■ **Exercise directions**: Look in the data below for the line that contains "of the high-rise". Copy that line and the remaining lines exactly.

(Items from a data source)
'''

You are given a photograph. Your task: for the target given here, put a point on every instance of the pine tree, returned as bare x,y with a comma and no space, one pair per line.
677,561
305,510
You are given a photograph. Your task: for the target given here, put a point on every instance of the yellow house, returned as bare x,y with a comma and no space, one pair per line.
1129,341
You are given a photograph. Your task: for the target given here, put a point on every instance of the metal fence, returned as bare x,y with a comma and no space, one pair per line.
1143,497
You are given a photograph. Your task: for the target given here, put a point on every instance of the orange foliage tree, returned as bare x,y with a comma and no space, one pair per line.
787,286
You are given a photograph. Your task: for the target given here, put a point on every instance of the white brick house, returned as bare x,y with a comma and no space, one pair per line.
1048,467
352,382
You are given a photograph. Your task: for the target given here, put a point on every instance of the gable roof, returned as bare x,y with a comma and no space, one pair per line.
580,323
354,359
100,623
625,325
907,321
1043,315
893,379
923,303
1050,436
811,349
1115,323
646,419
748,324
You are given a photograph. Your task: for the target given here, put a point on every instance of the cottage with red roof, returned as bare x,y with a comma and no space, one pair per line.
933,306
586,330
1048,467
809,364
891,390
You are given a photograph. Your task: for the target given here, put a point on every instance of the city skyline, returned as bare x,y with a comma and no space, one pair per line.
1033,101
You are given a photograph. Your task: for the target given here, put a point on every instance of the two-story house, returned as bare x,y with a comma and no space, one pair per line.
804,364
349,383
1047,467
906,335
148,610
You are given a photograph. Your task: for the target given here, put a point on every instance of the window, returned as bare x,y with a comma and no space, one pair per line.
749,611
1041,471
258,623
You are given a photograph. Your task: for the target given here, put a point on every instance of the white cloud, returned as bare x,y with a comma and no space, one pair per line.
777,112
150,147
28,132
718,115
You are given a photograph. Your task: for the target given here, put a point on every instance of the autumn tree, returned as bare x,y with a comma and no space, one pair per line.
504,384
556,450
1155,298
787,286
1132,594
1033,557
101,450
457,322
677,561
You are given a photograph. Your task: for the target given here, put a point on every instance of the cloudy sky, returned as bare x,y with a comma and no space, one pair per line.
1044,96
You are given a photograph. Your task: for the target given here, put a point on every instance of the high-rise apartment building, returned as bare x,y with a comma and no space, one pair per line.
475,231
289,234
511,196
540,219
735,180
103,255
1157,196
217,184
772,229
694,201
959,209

'''

■ **Result of this task**:
You are given a photograph. Your task: for the target given here, put a point on every instance of the high-rise apartment building, returned as bare x,y with a comma and no space, one pair per line.
475,231
289,234
511,196
540,219
735,180
103,255
1157,196
217,184
772,229
694,201
959,209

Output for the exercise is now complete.